▸ **Text provided**
%%

There are competing events: St Petersburg International Economic Forum (SPIEF), the Boao Forum in Asia and the IMF/World Bank annual meetings. There are even counterculture equivalents: Ireland’s Kilkenomics (described as “Davos with jokes” or “Davos without hookers”) where discussion panels are moderated by comedians in the backrooms of pubs. But the WEF remains pre-eminent, the place to be seen.

In recent years, the WEF has focused on economic matters and the new global context, encompassing conflicts, instability and political, economic and technological changes.

In 2016, the WEF’s theme was “Mastering the Fourth Industrial Revolution”. It was designed to prepare leaders for a future shaped by technological change. The irony was that world leaders, few of whom have fully mastered their smartphones or basic computing equipment, discussed the technological future. Participants ignored the fact that much of what passes for new technology is familiar rent-seeking that destroys jobs, wage levels and exacerbates inequality, as owners of the technology benefit at the expenses of others.

It was also unclear where this future technological wonderland fits into a world of unsustainable debt levels, the intractable trajectory of climate change, the slowdown in Europe, Japan and emerging markets, conflict-driven immigration and geopolitical risk.

In 2017, the focus will be on “Responsive and Responsible Leadership” – code for the fact that the rise of populism poses a real or imagined threat to attendees’ view and control of societies and economies.

Over canapés and mineral water, WEF participants will focus on linguistically challenging concepts such as: geostrategic competition; new antagonists; global solidarity; exponentially disruptive change; a shared sense of uncertainty; the transformation of human identity, and the shift from traditional hierarchies to networked heterarchies.

Curiously, each year the agenda includes items that it was widely assumed world leaders had already solved in previous meetings, such as economic growth, environmental change, the global financial system, social inclusion, gender parity, and agriculture and food security.

The WEF’s laudable attempt to provide a forum for discussion of global problems illustrates the inadequacy of the architecture for dealing with these issues.

Many real decision-makers avoid Davos, dismissing it as a talking shop. Others bemoan its evolution into another “networking” or “thought bubble” event, overpowered by consulting firms and lobbyists.

Switzerland: DiCaprio slams 'corporate greed' during Davos WEF awards

The WEF highlights the narrow bandwidth of dialogue about important issues. Discussions on economic inequality take place with scant participation from employee representatives or workers. Gender issues are highlighted by the structure of the WEF itself, where less than 20 per cent of the participants are women.

WEF attendees are estranged from real life. It is difficult for those who live in a cocooned world of wealth or power, generally paid for by others, to understand the concerns of ordinary denizens of the planet.

%%

▸ **What you should do**
Pick up the piece on the World Economic Forum at Davos after its last sentence and write the next few paragraphs. The material after the piece on the World Economic Forum isn't needed.

[Source records]
%%

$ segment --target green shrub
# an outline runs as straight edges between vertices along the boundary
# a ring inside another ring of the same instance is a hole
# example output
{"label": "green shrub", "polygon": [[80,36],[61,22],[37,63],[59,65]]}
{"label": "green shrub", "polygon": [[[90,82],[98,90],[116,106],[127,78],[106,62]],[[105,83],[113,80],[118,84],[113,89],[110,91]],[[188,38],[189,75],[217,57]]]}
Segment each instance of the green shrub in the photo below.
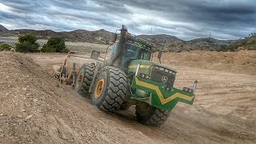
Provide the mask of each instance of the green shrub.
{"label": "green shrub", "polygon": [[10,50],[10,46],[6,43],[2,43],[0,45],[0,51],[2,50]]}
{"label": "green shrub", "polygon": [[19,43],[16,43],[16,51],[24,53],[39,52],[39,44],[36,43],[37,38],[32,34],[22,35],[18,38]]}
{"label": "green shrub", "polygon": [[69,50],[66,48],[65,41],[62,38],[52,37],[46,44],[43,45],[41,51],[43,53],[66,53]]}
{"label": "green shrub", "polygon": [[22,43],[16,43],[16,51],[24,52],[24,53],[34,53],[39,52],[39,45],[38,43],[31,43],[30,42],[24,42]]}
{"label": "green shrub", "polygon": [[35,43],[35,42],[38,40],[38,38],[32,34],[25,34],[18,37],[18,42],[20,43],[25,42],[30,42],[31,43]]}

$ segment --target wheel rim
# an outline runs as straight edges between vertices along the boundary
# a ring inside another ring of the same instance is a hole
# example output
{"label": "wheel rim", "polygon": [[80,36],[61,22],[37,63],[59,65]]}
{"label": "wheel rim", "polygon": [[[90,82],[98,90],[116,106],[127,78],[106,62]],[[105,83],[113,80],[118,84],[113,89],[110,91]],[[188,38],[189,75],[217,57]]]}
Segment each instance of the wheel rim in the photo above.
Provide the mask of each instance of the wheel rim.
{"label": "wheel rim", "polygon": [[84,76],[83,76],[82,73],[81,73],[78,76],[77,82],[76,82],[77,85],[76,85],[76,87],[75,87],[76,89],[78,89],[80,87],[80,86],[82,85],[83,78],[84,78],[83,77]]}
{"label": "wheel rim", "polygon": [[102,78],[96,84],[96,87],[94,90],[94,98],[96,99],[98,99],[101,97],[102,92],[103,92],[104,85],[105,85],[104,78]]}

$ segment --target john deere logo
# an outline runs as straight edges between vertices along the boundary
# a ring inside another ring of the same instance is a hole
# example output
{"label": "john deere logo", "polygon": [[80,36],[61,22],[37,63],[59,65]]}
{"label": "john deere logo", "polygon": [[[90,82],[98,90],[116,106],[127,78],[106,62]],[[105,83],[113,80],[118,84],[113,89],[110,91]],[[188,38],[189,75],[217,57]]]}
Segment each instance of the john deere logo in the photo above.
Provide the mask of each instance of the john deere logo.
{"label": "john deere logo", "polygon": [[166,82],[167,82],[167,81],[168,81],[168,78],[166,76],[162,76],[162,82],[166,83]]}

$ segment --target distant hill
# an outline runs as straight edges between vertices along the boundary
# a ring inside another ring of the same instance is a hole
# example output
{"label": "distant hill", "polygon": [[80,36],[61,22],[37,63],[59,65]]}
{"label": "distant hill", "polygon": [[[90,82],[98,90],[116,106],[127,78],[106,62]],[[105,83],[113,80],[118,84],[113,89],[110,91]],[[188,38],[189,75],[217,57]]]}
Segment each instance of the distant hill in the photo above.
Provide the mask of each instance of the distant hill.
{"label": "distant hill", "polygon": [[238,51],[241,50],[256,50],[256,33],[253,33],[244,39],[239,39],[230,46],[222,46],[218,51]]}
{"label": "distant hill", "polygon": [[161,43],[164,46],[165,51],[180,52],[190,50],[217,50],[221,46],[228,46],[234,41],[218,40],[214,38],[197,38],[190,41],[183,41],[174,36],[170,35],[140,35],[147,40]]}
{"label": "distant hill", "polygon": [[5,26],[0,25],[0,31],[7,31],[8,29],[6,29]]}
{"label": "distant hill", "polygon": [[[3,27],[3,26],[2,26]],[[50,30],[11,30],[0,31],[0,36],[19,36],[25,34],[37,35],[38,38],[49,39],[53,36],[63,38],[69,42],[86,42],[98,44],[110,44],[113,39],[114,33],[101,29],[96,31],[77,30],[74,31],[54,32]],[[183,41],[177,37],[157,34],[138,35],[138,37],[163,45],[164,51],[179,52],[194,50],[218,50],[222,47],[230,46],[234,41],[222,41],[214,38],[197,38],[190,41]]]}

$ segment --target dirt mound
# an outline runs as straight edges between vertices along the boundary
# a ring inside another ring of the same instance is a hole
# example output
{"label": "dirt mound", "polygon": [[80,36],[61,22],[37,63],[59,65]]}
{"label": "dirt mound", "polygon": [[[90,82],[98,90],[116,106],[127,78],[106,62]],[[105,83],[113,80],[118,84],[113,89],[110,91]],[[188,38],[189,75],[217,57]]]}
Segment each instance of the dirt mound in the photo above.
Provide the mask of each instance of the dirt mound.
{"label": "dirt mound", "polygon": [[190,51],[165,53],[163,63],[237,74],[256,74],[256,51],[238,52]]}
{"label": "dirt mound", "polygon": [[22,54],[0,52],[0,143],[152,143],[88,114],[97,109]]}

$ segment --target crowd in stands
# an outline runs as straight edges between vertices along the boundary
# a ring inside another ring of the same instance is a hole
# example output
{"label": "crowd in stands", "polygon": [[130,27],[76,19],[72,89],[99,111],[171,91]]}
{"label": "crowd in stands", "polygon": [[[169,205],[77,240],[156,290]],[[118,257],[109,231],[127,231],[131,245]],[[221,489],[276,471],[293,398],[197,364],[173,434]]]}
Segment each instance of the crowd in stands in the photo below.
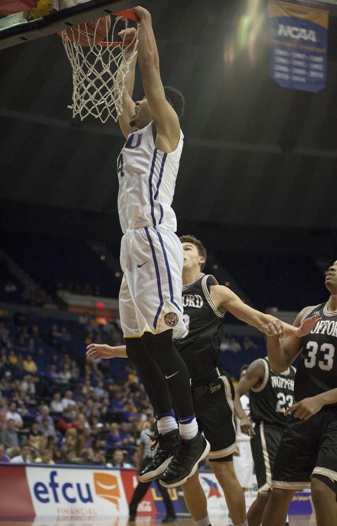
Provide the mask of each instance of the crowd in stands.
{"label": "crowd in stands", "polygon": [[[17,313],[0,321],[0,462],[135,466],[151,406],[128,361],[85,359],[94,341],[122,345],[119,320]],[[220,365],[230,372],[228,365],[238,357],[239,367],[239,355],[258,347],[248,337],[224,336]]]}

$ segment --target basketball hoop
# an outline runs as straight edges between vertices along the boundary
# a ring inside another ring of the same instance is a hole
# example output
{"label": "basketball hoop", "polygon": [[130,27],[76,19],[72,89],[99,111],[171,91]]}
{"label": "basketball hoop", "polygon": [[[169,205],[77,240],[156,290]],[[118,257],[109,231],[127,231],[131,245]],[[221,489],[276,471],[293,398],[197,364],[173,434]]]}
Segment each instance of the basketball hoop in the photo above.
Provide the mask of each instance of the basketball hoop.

%%

▸ **Response below**
The WEF is also synonymous with groupthink. Participants ignored warnings about the increasing risk of complex finance in the period before the Global Financial Crisis. Attendees continue to believe in “trickle down” economics, arguing that the problem of poverty has largely been solved. Meanwhile, the number of people living in poverty in sub-Saharan Africa (defined as living on less than $2 a day) has doubled to over 500 million since 1981.

The process lends itself to achievement by announcement and self-promoting and self-serving initiatives. In 2007, Nicholas Negroponte launched the “one laptop per child” campaign, aiming to bring cheap computers to developing countries, many of whom have no access to clean water, adequate nutrition or basic health and education services, let alone to electricity.

Appearing at Davos 2015, former US Vice President Al Gore and singer Pharrell Williams solved the problems of the environment through a second round of Live Earth concerts to take place across all seven continents, including Antarctica. Williams wanted humanity to harmonise all at once to stop climate change.

The earlier 2007 concerts were underwhelming. One Guardian journalist was baffled, reporting that David Gray and Damien Rice singing "Que Sera Sera", even with the lyrics changed to reference climate change, seemed to lack appropriateness.

Emma Watson at Davos

The event did not attract the expected audience numbers, which organisers blamed on good weather, live Wimbledon coverage and a recent Concert for Diana. The proposed 2015 concerts were first postponed and then cancelled, in part because of the Paris attacks.

In reality, little of consequence ever happens at Davos. The real genius of Davos is the concept itself. Founded in 1971 by German-born economist Klaus Schwab, it taps into the world’s voyeurism and innate shallowness. The WEF exemplifies a trend that John Kenneth Galbraith (ironically one of the first guests at the event) identified: “To proclaim the need for new ideas has served, in some measure, as a substitute for them.”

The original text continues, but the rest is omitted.